WHAT IS ASKED. Convert the material, from the line containing "Where can you spot the green dress" through the last line, into a JSON list of strings with one string per line, leaving out any blank lines.

-- begin --

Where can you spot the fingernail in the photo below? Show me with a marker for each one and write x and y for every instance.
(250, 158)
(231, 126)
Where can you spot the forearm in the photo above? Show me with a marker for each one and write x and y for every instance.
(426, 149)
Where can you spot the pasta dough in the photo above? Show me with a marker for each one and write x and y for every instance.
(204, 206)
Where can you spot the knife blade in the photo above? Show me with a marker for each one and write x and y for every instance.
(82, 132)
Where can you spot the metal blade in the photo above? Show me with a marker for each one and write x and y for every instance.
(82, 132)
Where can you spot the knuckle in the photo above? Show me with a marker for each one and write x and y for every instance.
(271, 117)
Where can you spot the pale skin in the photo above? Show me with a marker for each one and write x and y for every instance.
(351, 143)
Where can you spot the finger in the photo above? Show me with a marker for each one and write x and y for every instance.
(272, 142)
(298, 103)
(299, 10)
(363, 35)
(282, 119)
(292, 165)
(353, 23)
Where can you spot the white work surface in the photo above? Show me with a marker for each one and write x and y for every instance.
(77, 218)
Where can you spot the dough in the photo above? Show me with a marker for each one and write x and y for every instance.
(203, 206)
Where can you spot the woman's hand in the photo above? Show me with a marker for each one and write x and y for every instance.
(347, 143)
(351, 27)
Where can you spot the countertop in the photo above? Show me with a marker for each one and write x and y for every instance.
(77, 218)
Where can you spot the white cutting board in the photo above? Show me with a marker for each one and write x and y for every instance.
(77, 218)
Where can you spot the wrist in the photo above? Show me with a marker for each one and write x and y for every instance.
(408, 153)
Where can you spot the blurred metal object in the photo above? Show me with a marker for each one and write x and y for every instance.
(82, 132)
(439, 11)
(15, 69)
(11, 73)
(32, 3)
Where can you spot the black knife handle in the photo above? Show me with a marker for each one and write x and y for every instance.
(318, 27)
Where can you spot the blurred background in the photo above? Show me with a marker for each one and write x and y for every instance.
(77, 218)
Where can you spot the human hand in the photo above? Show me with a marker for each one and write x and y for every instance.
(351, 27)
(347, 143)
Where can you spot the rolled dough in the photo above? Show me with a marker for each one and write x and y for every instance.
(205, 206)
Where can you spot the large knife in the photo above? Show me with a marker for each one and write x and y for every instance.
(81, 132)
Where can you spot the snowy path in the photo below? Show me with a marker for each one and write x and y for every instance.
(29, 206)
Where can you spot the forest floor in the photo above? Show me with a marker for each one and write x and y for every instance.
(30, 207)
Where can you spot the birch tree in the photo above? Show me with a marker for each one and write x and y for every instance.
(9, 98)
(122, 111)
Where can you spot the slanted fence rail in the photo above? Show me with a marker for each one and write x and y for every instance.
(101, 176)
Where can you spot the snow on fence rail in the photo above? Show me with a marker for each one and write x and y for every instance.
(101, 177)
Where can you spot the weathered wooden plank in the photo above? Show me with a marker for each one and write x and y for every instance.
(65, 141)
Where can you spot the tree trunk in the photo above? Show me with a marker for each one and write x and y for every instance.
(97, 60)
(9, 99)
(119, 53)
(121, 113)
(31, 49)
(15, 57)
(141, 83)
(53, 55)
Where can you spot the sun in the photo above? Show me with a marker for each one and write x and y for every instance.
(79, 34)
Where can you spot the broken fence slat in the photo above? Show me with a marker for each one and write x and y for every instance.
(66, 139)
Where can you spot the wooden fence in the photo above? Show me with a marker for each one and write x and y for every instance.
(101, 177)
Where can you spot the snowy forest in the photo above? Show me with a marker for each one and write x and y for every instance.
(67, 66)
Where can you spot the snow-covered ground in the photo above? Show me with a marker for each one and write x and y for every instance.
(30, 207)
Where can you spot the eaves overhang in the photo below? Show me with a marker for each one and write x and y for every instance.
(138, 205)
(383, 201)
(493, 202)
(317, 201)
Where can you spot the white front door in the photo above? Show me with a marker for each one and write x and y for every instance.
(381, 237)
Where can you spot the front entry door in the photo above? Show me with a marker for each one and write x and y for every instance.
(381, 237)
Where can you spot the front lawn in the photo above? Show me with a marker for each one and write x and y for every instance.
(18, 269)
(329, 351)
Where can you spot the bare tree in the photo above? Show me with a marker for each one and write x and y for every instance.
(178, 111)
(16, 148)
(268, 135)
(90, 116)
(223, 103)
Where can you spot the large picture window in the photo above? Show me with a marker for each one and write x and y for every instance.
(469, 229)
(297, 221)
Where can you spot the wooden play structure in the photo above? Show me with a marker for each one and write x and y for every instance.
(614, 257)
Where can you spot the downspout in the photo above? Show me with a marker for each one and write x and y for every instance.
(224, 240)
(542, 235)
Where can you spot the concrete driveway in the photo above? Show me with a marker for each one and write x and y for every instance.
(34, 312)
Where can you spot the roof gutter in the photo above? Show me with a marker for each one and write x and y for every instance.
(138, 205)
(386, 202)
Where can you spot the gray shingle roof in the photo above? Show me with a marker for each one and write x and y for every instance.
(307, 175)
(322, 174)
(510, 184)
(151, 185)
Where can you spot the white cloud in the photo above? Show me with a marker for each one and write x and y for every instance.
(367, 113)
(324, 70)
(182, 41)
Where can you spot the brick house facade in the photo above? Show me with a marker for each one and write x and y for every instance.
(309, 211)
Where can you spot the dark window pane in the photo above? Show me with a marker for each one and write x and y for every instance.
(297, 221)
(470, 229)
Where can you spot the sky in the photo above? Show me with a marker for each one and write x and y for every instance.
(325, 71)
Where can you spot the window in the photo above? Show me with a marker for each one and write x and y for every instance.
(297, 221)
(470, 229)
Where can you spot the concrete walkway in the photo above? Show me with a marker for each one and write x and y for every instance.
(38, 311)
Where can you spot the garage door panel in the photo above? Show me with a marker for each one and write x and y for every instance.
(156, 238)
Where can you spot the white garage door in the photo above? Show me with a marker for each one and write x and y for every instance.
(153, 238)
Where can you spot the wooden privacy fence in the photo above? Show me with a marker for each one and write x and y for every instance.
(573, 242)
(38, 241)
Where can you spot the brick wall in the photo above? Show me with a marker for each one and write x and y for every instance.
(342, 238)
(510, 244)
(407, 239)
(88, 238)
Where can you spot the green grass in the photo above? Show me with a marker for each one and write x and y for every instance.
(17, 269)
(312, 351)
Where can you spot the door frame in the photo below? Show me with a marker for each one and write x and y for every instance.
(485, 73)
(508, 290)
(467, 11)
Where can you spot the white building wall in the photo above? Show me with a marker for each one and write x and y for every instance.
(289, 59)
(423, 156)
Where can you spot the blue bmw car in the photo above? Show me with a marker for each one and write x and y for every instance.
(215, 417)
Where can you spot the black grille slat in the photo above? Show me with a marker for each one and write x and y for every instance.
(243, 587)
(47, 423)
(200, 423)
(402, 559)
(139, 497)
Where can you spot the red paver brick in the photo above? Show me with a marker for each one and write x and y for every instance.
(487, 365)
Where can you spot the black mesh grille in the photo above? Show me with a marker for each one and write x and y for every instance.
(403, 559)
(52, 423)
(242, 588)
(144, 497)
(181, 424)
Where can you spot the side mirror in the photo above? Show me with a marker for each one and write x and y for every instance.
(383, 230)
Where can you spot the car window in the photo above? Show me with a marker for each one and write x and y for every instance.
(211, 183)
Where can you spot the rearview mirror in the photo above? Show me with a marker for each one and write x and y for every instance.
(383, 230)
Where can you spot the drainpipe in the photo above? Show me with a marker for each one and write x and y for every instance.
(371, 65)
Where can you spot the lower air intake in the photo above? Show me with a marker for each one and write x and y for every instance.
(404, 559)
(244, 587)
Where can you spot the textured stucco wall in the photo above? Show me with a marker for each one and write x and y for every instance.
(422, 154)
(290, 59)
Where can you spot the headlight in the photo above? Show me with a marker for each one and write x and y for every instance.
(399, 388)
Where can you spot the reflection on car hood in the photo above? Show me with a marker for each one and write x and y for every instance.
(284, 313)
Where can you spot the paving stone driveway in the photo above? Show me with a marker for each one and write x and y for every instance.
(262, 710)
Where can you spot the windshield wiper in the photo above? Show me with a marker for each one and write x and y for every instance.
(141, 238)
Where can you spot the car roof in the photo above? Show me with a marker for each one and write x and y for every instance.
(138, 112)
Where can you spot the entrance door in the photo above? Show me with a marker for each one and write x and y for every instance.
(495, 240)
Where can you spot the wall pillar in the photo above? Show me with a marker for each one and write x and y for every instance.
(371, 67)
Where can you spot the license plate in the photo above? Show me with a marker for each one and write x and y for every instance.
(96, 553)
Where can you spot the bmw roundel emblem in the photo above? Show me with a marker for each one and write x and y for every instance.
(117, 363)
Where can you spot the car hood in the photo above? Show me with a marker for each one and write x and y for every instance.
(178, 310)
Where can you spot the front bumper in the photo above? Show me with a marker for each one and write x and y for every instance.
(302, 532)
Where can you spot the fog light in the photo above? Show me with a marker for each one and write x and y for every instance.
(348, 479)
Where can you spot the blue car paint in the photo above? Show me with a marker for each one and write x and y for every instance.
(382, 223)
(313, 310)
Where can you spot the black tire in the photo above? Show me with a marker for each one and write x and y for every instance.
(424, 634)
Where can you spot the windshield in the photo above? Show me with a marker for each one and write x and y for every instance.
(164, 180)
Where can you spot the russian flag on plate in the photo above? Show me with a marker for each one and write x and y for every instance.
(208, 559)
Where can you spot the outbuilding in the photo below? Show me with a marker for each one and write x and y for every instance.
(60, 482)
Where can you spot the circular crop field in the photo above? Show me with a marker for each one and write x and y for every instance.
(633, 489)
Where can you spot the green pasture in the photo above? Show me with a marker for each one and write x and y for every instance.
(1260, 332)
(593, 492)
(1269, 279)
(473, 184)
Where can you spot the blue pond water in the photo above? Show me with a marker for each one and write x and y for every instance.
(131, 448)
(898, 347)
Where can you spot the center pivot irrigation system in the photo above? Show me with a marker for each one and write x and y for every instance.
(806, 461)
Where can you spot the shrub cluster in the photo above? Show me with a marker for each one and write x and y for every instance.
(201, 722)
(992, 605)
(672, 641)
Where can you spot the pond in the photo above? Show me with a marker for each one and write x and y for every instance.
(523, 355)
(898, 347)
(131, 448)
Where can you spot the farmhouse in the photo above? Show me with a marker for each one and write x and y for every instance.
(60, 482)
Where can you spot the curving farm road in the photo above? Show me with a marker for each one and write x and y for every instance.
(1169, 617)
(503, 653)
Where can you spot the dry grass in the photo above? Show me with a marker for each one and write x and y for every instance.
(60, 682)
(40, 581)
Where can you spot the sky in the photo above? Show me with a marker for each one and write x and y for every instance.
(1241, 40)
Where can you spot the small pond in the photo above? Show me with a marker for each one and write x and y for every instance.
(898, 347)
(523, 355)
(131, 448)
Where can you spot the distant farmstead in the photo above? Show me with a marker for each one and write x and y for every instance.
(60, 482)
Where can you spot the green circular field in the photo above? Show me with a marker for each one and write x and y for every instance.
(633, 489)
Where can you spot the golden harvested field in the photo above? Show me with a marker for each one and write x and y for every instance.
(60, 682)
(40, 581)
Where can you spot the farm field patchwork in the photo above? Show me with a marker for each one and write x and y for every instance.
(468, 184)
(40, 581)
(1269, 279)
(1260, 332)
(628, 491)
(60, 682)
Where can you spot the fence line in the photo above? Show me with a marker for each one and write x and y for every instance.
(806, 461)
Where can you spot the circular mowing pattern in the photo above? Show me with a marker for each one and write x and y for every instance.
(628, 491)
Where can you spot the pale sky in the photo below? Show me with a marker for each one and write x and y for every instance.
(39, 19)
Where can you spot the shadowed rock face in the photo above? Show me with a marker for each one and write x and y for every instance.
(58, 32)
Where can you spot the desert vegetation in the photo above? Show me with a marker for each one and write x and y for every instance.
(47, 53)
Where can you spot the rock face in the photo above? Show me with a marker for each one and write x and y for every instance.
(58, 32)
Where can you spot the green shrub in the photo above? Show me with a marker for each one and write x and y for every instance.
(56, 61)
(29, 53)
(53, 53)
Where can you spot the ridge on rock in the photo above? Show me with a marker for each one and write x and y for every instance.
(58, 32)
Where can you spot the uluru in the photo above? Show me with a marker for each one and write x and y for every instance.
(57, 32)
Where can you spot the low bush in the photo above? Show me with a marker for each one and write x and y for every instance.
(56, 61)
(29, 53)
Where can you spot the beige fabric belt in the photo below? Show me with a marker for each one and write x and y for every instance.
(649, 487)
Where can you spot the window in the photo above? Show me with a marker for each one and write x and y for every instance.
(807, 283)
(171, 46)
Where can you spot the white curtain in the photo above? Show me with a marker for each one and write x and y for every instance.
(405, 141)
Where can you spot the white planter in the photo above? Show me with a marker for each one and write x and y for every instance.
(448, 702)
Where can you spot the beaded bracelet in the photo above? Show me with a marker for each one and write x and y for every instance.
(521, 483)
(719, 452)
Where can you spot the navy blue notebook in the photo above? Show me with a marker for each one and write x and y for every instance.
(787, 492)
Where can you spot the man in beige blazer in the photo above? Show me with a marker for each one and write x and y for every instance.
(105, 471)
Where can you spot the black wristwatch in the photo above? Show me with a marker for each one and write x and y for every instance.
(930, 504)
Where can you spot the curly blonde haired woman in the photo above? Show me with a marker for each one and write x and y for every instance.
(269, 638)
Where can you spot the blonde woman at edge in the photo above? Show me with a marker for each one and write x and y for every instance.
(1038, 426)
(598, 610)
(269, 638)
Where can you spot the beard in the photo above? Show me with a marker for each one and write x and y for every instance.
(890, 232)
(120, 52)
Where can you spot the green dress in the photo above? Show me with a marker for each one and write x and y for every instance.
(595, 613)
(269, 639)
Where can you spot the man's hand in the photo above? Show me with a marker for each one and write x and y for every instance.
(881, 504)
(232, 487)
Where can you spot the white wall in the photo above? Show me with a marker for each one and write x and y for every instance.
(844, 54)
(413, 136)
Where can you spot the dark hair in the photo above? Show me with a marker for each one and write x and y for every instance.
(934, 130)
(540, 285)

-- end --

FINAL ANSWER.
[
  "Where can you spot the green dress in the photo above? Show me with a marker for each one and write x and y for every instance.",
  "(595, 613)",
  "(269, 639)",
  "Where can you spot the man's hand in the photo above? Show me with a marker for each one and write x and y for every instance.",
  "(881, 504)",
  "(232, 487)",
  "Where can you spot the white wall in the photo above? Show me with a marker for each one and write x and y for every instance.",
  "(844, 54)",
  "(413, 136)",
  "Where can you spot the dark hair in the photo above? Show me with a marker for each one and write x and y for every instance.",
  "(934, 130)",
  "(540, 285)"
]